§ Problem statement: Exactly as written, retype the lines that run from the line holding "# test: pointer returns one pin per instance of the balcony" through the end of the records below. Do not include pictures.

Start Extracted entries

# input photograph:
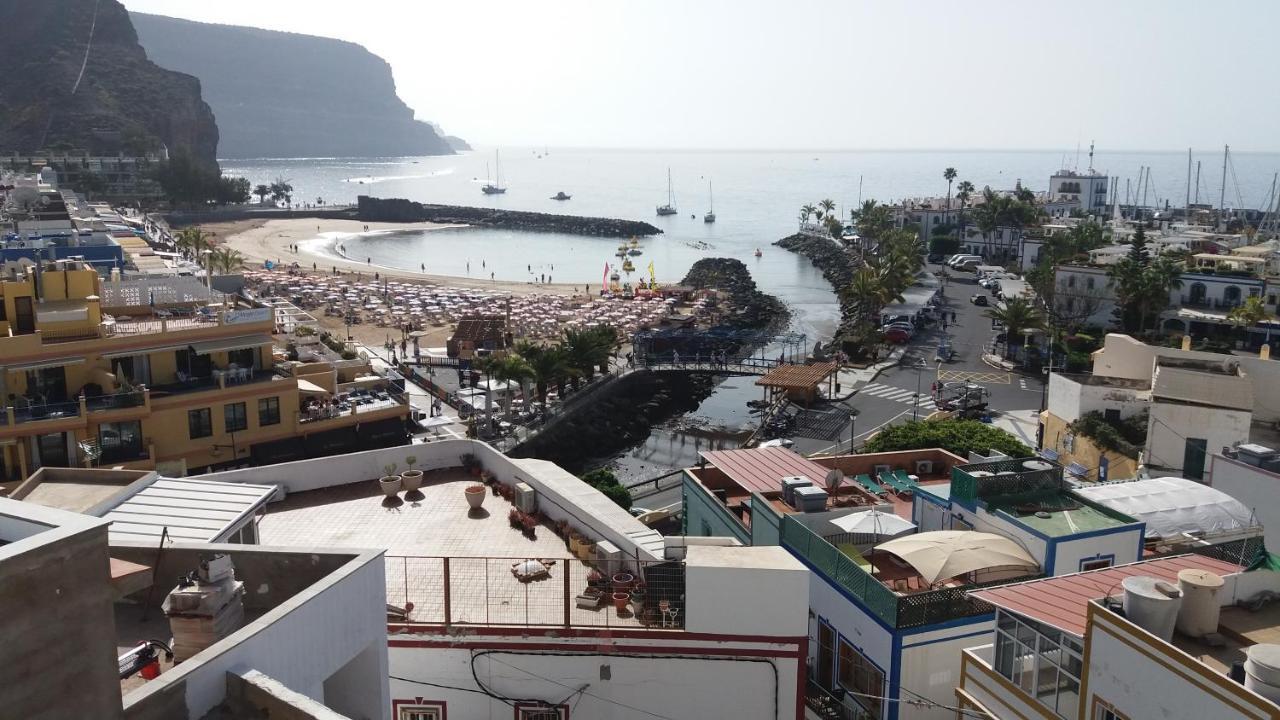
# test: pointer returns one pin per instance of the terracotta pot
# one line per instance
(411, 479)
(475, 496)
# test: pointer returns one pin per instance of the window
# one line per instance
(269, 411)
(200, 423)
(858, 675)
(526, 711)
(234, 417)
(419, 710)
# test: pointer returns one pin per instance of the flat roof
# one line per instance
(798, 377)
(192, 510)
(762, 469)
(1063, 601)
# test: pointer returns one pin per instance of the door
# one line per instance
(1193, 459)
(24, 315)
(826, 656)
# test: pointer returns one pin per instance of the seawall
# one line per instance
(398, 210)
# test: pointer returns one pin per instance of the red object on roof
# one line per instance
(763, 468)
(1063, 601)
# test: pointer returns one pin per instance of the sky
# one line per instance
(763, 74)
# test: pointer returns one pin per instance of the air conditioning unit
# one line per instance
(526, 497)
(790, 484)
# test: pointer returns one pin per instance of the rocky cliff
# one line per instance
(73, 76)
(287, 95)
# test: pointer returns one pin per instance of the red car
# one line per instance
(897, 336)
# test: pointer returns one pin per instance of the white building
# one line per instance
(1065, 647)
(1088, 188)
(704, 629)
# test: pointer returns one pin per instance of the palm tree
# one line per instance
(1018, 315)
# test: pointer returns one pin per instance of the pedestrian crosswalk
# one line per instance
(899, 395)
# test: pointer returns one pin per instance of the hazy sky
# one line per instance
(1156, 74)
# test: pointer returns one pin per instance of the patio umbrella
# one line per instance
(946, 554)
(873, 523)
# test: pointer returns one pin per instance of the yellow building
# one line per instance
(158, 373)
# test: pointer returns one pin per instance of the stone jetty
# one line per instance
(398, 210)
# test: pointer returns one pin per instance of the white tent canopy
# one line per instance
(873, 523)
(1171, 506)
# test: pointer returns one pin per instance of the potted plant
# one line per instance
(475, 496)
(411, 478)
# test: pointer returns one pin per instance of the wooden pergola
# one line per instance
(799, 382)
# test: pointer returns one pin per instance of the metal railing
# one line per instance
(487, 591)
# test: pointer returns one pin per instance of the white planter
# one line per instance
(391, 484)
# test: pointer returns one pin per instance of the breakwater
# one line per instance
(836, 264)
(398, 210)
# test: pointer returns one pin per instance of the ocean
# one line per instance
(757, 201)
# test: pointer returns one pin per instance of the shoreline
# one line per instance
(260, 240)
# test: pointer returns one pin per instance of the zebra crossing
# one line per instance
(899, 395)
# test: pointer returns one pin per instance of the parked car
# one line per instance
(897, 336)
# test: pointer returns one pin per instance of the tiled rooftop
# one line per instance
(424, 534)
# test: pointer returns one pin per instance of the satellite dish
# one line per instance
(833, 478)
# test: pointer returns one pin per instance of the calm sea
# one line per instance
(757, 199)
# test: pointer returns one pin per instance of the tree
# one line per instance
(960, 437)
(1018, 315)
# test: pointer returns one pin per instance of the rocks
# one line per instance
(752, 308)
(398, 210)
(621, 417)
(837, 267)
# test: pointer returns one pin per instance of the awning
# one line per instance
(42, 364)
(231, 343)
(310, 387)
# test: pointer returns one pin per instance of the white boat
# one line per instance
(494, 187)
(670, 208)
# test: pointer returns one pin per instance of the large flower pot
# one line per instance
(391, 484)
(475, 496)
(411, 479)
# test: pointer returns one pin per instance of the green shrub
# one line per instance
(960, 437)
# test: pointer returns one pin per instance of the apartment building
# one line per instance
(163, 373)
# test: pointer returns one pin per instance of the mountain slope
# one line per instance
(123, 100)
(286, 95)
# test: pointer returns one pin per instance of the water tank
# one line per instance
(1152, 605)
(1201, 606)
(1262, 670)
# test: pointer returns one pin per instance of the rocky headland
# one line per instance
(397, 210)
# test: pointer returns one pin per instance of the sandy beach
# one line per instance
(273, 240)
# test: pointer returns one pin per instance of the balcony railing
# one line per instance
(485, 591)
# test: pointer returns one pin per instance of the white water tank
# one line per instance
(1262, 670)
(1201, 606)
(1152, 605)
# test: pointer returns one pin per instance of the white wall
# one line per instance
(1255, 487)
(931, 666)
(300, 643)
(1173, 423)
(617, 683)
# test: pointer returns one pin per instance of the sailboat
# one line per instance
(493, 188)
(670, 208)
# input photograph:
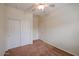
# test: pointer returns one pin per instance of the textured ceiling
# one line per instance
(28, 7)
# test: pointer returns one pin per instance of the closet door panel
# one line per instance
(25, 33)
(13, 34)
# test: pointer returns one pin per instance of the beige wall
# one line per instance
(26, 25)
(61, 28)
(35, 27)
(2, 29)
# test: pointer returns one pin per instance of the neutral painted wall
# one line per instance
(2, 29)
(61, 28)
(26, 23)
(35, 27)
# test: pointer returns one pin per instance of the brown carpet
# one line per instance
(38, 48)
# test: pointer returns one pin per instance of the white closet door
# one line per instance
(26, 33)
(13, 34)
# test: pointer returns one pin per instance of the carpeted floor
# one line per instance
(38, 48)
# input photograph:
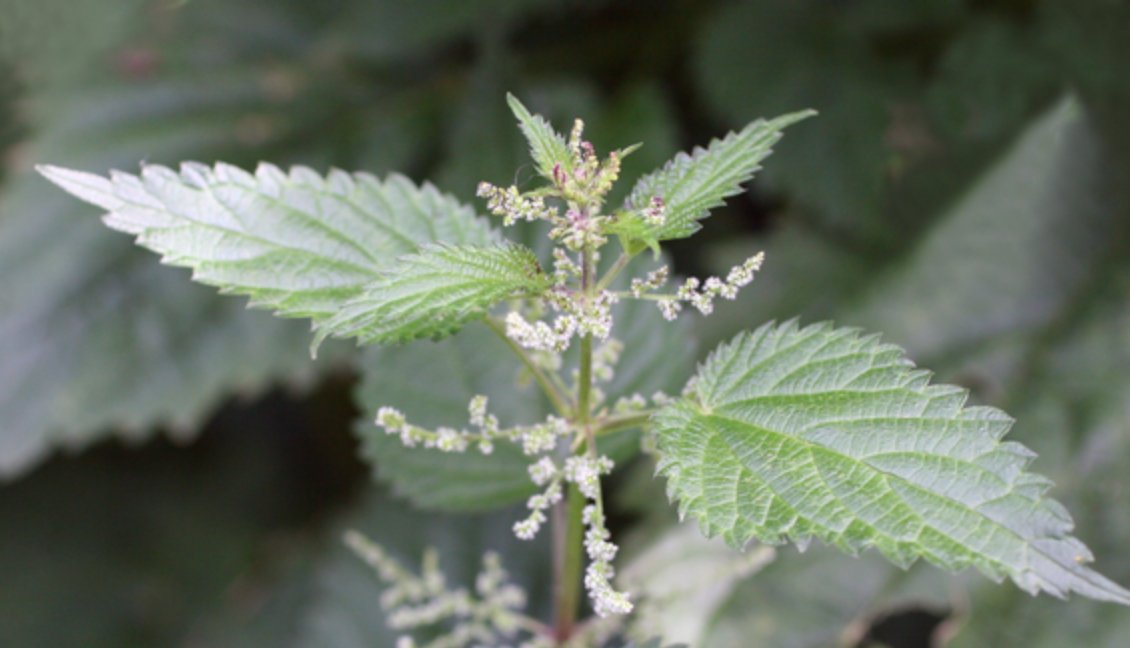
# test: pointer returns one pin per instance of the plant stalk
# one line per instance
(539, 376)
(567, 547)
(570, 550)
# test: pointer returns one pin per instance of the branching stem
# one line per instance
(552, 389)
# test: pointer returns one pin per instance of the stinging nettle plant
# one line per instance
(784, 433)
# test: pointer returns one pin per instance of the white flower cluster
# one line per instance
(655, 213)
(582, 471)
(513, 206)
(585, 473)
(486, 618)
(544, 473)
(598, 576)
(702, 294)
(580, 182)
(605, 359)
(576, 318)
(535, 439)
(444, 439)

End Extracted entries

§ The solution:
# test: pointer returns one pin per instance of the balcony railing
# one line per instance
(485, 591)
# test: pointer returns one pin per instance of the white water tank
# one line per instance
(1262, 670)
(1201, 606)
(1152, 605)
# test: pointer returns one pin per instance of the white wall
# one line per instance
(1255, 487)
(931, 666)
(300, 643)
(1173, 423)
(617, 683)
# test: pointer returns one pin per instance of the sailboat
# one line per instance
(493, 188)
(670, 208)
# input photograph:
# test: pointer returns one pin per instance of the textured ceiling
# one line per instance
(28, 7)
# test: pointer returns one pin per instance of the closet door panel
# one line per instance
(25, 33)
(13, 34)
# test: pointer returns one pin per instance of the beige wall
# one line per instance
(26, 25)
(61, 28)
(35, 27)
(2, 29)
# test: pointer returns one pin per instance of the neutral painted wall
# one line per instance
(2, 29)
(61, 28)
(26, 23)
(35, 27)
# test: pointer returns one pin per instance of the brown carpet
# one line per instance
(38, 48)
# test: pointer returns one pin per instance of the white closet door
# one line per instance
(26, 33)
(13, 34)
# test: pointer returns one pin per instance of the carpeted floor
# one line per instance
(38, 48)
# input photograph:
# test: pointer returns one pin per instance of the plant stalk
# one line per instance
(539, 376)
(567, 547)
(570, 550)
# test: pointer returns one pin per instance of the branching stem
# one line per instance
(552, 389)
# test: pointer returns one pin per instance of the stinging nettle plant
# one line per instance
(784, 433)
# test: pointer returns one pin per instance of the white flower cluster
# one line per instance
(655, 213)
(582, 471)
(513, 206)
(585, 473)
(486, 618)
(544, 473)
(598, 576)
(702, 294)
(580, 182)
(605, 359)
(576, 318)
(535, 439)
(444, 439)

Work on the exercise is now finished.